▶
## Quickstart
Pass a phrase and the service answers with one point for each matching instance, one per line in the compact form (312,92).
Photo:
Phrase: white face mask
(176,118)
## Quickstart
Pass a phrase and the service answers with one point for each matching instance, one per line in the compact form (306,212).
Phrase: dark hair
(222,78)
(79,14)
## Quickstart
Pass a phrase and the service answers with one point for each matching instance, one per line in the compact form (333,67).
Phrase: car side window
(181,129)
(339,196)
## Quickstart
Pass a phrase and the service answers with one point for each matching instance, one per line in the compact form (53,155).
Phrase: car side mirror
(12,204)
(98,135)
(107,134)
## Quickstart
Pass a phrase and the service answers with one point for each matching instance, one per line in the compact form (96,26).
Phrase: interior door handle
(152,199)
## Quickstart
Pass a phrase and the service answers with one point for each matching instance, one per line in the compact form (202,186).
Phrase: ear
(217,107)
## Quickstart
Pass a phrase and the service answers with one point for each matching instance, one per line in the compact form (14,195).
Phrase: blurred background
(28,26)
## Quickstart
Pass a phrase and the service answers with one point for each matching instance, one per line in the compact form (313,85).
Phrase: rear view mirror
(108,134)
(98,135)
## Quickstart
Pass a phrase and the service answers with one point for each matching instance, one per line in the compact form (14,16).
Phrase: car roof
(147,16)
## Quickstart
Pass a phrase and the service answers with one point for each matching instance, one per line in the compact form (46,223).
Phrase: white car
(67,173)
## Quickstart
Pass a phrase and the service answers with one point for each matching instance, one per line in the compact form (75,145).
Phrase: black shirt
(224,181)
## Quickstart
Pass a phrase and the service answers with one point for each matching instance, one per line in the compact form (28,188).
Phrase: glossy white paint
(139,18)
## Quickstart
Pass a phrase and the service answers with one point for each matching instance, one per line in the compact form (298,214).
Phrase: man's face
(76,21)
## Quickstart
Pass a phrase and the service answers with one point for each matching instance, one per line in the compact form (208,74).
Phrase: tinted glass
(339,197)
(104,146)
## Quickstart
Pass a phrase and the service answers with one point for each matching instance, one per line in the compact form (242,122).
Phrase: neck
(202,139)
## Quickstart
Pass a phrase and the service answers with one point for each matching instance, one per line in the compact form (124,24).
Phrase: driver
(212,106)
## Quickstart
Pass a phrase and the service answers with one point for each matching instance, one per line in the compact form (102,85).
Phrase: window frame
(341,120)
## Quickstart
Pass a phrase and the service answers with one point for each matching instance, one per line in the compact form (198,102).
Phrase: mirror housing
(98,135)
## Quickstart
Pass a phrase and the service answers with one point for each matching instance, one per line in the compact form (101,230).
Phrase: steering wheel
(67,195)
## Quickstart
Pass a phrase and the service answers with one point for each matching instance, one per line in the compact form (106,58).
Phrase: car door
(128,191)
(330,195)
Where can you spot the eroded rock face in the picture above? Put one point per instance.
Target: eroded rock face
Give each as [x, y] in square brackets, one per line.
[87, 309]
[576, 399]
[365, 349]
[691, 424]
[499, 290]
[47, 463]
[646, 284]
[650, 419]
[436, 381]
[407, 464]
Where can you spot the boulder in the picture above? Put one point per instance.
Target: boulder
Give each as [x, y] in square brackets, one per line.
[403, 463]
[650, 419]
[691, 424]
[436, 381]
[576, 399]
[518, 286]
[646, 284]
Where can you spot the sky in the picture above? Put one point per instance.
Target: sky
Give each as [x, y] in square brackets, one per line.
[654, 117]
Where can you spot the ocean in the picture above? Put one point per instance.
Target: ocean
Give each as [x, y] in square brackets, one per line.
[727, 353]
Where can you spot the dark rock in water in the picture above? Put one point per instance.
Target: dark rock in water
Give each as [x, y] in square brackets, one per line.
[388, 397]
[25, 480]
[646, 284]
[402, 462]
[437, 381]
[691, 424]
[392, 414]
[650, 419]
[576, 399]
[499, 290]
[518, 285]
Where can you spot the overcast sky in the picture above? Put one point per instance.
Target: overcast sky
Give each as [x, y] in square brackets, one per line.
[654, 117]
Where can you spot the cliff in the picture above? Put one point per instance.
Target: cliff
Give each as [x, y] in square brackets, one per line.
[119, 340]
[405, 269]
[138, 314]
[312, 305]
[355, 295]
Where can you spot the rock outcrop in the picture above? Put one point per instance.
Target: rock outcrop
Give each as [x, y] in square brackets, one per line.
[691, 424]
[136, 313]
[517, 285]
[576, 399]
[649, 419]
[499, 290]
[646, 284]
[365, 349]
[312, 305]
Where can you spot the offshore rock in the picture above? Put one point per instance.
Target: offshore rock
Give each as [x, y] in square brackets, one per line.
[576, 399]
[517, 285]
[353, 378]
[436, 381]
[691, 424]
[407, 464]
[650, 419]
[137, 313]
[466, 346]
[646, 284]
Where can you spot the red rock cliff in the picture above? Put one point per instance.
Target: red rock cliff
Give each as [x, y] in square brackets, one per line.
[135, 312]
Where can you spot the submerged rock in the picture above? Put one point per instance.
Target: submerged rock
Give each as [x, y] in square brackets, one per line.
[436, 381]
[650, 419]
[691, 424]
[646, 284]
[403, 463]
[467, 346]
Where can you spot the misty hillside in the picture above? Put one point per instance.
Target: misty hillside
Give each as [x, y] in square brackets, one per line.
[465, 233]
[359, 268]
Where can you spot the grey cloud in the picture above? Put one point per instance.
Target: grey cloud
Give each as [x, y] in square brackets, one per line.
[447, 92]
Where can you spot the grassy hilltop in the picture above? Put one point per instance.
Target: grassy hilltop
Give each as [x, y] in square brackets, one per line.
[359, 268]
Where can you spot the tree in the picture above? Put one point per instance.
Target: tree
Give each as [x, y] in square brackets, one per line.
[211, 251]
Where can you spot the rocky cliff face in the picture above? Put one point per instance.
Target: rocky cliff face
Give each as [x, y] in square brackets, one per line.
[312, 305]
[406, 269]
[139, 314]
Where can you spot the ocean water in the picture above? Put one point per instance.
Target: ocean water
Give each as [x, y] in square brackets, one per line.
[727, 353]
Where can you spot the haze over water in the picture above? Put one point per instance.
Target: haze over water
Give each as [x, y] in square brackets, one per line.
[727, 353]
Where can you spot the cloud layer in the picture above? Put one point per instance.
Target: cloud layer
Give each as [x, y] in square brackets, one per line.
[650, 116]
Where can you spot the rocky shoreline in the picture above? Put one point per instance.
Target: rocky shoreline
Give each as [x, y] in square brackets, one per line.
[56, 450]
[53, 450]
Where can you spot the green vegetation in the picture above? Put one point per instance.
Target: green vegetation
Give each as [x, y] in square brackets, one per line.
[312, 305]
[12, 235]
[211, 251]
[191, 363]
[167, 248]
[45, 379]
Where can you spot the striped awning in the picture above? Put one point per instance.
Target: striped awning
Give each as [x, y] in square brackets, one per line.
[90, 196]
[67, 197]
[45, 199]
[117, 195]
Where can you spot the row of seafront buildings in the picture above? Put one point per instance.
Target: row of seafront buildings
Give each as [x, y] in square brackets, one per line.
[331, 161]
◀
## What this task involves:
Your answer should be only the number of lines, in the entries above, that include "awning".

## Solution for this task:
2